**DATA UNDER STUDY**

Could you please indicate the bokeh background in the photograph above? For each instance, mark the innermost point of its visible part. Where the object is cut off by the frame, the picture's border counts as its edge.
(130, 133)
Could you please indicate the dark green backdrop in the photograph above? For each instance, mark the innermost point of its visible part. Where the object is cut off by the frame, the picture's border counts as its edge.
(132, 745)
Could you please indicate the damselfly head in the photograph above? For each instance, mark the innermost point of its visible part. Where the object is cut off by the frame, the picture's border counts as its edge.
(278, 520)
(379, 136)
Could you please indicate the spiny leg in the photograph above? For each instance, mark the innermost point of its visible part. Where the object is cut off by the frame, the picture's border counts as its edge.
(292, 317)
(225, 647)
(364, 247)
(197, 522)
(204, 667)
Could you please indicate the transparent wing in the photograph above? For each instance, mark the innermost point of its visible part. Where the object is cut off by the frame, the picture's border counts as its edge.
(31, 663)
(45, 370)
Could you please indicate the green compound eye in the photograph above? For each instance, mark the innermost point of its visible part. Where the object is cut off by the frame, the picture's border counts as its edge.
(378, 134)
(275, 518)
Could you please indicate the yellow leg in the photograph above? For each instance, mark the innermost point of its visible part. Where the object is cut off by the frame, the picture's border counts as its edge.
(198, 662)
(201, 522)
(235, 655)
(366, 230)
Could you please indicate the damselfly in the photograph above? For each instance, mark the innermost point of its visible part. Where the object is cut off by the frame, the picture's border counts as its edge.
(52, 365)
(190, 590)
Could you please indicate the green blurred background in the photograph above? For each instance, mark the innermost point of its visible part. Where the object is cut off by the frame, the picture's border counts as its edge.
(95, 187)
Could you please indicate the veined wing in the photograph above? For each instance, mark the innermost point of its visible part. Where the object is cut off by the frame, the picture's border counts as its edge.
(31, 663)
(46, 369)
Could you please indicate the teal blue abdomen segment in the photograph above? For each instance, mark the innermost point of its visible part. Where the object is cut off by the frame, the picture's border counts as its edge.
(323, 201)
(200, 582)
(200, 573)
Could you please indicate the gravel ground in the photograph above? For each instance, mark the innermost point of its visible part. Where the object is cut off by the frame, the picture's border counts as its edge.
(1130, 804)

**PROBLEM DESCRIPTION**
Each record above has to be set down again, exactly and completely.

**TASK OUTPUT**
Could you please indicate the bokeh background in the photograph above? For each instance, mark the innermost point of its visible part. Where the object is cut off by the frame, the picture's border counts as its edge.
(130, 133)
Could you please indicate the dark green backdrop in the photograph above? For each instance, mark the innermost point of its visible part. Where the object is cut off by the frame, the picture's border counts as its edge.
(132, 745)
Could you please indicate the damselfly head in the photograph above? For each instance, mark the innermost point of its visible part. Where the object is cut off by the frame, the picture's border counts as its edge.
(278, 520)
(379, 136)
Could you please indicate the spiny leg in the photograph above? For each instance, mark the innermost point of its visible part. Where the object is cut off by the frame, the picture's border counts as its edge.
(292, 317)
(225, 647)
(364, 247)
(197, 522)
(204, 667)
Could you please indicate the transparent wing in the photograph above? For each instance, mark the innermost point of its visible part. Where the object is cut off by the frame, the picture's border counts as its edge.
(31, 663)
(45, 370)
Could you please indicate the green compound eye in the photograph above? For each instance, mark the innermost point of its visible part. Where the object is cut off by the frame, the picture's border counts as its edge.
(378, 134)
(275, 518)
Could you please indicate the yellow leg in the photograph above? For each instance, mark the innermost point of its visible part. Where the object is cut off by the frame, the picture's border counts as its edge.
(198, 662)
(201, 522)
(235, 655)
(366, 230)
Could you please indicate the damselfly in the photograph above? For each instance, mark the innermost point of its visible part. Where the object is cut off by the frame, the picture's border counts as its edge.
(52, 365)
(190, 590)
Could you please indicate the green blurred background in the photograph above? For each instance, mark the innermost point of its visible part. Where the object is cut off by the frame, the picture's border counts as its edge.
(95, 187)
Could you please indicate the veined wing in the photograph above? For each instance, mark the innermost point of its visible part. Where the object is cut off by the frame, the picture's border counts as its edge.
(31, 663)
(46, 369)
Could you please indicate the teal blue abdomen segment in the photograph above? For each instance, mark the innermost point of its visible part. Where the object is cut off by the frame, the picture's border counts as its edge.
(323, 201)
(200, 582)
(200, 573)
Could you please indicate the gravel ground in the photograph above? For each instance, mark the innermost point of its visible part. Where the object is cut off by the frame, the picture's border counts as its edge.
(1130, 804)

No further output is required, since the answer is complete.